(Location annotation dataset excerpts)
▬▬▬

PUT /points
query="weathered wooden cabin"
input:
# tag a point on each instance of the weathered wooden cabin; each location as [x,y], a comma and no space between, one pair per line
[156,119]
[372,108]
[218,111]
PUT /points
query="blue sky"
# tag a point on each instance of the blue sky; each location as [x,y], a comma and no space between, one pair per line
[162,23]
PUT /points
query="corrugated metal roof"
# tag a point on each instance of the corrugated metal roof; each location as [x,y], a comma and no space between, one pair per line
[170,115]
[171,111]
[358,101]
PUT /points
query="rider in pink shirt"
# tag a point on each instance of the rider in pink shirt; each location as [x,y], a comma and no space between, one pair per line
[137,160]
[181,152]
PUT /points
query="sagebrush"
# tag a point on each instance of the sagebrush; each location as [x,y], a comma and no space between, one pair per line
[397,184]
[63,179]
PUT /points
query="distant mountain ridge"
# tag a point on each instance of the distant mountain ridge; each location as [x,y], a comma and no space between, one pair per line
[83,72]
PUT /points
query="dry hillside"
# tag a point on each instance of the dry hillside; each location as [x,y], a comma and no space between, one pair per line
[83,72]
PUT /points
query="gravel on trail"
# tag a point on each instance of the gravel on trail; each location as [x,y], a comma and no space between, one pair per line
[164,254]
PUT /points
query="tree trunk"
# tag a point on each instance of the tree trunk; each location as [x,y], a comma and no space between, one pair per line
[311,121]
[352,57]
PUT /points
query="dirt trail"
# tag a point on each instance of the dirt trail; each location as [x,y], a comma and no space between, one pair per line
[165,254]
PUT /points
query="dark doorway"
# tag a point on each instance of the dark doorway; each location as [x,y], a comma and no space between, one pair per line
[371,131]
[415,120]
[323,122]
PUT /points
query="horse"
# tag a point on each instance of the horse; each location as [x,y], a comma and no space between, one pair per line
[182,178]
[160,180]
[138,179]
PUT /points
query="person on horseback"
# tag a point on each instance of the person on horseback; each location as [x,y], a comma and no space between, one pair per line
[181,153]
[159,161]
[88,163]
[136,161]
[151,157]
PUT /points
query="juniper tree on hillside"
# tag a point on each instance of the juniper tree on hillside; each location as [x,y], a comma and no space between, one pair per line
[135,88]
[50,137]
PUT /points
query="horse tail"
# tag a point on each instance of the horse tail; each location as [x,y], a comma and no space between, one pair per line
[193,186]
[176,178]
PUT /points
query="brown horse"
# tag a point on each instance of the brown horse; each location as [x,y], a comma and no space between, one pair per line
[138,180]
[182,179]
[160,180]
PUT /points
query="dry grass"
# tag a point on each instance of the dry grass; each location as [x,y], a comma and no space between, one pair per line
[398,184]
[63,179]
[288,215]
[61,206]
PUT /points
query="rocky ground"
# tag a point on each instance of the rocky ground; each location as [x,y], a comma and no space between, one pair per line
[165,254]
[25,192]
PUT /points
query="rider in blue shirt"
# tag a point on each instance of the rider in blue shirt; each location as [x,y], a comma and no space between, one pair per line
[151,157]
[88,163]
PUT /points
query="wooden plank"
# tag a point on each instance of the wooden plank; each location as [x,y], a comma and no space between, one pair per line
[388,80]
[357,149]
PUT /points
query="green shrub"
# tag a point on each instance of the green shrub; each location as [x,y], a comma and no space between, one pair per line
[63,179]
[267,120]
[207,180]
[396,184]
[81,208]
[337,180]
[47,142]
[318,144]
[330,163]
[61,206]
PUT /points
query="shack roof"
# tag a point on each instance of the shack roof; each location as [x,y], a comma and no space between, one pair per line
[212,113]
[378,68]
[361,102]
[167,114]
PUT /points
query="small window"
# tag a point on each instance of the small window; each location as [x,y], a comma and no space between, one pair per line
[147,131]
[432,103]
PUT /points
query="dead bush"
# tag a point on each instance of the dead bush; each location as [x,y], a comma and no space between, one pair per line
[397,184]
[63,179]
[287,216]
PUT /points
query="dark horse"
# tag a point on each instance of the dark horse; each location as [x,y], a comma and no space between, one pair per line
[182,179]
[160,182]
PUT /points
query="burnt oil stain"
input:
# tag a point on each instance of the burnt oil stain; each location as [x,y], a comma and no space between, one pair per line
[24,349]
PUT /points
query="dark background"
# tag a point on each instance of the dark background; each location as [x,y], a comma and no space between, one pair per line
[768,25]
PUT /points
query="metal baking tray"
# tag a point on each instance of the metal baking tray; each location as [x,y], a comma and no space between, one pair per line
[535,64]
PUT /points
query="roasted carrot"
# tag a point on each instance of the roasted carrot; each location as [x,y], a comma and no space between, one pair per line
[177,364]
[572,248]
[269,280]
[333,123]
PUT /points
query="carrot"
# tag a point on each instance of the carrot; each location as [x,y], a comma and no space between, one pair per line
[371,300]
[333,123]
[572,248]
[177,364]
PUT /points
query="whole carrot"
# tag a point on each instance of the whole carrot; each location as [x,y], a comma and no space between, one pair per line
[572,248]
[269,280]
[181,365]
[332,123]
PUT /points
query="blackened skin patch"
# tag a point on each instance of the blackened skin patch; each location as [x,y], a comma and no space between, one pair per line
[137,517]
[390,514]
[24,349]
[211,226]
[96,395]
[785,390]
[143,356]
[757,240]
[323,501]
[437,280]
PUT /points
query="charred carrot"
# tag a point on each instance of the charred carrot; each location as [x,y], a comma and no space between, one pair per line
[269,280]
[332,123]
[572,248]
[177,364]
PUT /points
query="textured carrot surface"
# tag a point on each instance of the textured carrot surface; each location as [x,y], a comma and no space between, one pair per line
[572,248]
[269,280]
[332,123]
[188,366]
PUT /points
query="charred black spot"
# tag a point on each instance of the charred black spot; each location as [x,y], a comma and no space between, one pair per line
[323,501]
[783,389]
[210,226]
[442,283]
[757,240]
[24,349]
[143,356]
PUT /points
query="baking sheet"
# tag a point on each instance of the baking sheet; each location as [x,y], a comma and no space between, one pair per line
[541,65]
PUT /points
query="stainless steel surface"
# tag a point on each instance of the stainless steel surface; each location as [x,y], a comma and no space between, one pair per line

▬▬▬

Task description
Show each line in the listing above that contains the word "weathered".

Reply to the exercise
query="weathered wooden cabin"
# tag a point on each instance of the weathered wooden cabin; each location as [x,y], a comma and no space between, one pair per line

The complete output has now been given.